Friday, June 18, 2010

Morality, Willingness to Pay, and Homosexual Desire

I'm considering the merits of the proposition that we can measure a virtue in terms of cumulative willingness to pay to realize a state of affairs in which a given malleable desire is made universal. This willingness to pay is qualified by what agents would be willing to pay under conditions of equal wealth and true beliefs.

So, let us look at a desire for sex with members of the same sex . . . homosexuality.

I am not interested in defending the proposition that homosexuality is a virtue. That is to say, I am not going to argue that homosexuality is a desire that people of equal wealth and true beliefs would have many and strong reasons to encourage.

Certainly people have many and strong reasons to avoid a state in which everybody is homosexual. However, people have many and strong reasons to avoid a state in which everybody is a bus driver, or an engineer, or a math teacher. These states would all be desire-thwarting. In fact, the last three would be more desire-thwarting than the first, given that we have reproductive technologies that do not require heterosexual acts.

[Goal of the exercise]
Write out the blog post above on morality, willingness to pay, and homosexual desire, word for word and in full.

[Record excerpts]
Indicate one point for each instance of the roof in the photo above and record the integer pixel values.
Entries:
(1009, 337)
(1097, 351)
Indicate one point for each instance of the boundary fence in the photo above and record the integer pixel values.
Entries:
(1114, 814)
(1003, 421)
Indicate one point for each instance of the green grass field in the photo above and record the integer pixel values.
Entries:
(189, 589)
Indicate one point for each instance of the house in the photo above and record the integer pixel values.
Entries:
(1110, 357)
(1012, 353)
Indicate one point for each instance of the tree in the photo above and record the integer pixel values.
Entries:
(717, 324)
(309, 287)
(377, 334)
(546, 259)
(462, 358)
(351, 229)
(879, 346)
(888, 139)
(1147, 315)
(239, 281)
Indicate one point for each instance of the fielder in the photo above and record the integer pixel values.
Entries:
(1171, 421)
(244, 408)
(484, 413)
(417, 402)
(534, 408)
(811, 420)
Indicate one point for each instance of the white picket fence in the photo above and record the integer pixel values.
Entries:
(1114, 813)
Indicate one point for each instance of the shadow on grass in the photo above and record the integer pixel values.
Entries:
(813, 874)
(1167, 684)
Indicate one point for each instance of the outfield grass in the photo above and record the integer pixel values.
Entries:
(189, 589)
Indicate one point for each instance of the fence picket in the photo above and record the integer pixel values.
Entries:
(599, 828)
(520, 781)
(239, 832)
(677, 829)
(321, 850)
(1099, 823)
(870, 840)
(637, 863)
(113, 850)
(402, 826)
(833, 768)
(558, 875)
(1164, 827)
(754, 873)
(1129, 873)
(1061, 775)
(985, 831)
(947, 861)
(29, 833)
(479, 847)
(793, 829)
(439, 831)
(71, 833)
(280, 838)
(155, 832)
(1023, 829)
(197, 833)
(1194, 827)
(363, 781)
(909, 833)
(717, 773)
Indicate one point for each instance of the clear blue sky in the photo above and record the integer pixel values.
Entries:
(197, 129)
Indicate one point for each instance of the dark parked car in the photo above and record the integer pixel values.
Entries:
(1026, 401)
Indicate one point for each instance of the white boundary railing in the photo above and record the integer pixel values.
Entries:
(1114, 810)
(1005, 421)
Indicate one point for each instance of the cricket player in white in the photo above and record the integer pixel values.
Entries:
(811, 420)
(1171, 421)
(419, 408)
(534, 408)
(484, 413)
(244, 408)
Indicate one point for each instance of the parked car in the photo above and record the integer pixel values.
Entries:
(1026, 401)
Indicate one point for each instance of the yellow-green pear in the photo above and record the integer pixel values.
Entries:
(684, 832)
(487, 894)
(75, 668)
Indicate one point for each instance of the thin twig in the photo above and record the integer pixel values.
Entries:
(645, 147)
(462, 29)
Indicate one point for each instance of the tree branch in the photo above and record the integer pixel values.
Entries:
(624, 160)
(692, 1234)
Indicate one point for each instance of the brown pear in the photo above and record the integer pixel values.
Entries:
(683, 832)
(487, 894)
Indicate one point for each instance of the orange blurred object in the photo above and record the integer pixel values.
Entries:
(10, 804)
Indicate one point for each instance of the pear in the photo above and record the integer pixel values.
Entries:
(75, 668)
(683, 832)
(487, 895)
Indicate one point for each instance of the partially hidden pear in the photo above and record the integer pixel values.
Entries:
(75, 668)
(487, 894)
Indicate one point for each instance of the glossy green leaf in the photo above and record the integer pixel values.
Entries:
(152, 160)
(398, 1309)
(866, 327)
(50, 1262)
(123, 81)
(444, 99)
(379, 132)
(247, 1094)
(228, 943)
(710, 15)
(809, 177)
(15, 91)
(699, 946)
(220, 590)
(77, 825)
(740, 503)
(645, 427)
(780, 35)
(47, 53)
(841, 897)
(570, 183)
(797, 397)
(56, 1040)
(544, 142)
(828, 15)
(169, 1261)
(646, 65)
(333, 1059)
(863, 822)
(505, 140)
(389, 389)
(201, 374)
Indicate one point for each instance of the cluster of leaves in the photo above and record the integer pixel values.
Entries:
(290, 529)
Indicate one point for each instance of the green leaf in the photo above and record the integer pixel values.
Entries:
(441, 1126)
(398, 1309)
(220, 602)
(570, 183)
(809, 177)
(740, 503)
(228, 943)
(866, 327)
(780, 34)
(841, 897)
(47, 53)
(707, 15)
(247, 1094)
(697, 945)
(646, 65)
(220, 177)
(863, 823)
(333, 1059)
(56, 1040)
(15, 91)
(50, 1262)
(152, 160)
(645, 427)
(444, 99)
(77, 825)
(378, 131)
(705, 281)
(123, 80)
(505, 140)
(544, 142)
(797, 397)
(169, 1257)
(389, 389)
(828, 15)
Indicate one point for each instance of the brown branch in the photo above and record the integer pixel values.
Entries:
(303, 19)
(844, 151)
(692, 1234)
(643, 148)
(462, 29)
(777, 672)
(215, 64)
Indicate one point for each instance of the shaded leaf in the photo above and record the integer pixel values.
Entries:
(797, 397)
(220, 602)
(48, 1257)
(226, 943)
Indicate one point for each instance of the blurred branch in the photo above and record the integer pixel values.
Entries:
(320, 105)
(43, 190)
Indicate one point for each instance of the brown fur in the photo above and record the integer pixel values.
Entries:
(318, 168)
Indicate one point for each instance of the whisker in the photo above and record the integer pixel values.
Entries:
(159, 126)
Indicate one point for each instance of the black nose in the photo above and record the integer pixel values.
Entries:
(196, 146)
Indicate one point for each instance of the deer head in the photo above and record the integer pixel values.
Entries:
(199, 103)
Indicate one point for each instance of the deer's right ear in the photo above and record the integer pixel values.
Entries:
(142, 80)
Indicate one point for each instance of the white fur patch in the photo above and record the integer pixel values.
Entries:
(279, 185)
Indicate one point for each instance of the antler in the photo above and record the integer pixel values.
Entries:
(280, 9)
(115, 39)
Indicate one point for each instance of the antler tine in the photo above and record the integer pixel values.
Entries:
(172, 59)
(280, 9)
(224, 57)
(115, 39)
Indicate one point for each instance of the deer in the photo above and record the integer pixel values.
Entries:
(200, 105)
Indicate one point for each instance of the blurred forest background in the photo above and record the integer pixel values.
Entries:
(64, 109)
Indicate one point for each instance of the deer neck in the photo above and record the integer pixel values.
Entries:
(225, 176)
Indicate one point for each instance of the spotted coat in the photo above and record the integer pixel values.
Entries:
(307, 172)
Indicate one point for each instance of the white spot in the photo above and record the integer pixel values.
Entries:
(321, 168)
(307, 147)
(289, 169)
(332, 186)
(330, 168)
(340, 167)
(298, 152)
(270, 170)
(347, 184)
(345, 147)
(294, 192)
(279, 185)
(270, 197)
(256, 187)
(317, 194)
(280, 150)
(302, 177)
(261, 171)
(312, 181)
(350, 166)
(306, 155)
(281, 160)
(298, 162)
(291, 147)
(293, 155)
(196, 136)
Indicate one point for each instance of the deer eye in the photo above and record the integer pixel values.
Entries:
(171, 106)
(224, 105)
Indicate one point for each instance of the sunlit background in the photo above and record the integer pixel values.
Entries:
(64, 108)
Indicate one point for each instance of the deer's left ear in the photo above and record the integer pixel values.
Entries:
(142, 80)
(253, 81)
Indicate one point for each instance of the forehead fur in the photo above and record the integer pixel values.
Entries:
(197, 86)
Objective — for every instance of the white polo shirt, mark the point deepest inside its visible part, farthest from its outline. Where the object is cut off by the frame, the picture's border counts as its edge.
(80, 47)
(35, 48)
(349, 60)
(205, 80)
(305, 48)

[Solution to this problem]
Friday, June 18, 2010

Morality, Willingness to Pay, and Homosexual Desire

I'm considering the merits of the proposition that we can measure a virtue in terms of cumulative willingness to pay to realize a state of affairs in which a given malleable desire is made universal. This willingness to pay is qualified by what agents would be willing to pay under conditions of equal wealth and true beliefs.

So, let us look at a desire for sex with members of the same sex . . . homosexuality.

I am not interested in defending the proposition that homosexuality is a virtue. That is to say, I am not going to argue that homosexuality is a desire that people of equal wealth and true beliefs would have many and strong reasons to encourage.

Certainly people have many and strong reasons to avoid a state in which everybody is homosexual. However, people have many and strong reasons to avoid a state in which everybody is a bus driver, or an engineer, or a math teacher. These states would all be desire-thwarting. In fact, the last three would be more desire-thwarting than the first, given that we have reproductive technologies that do not require heterosexual acts.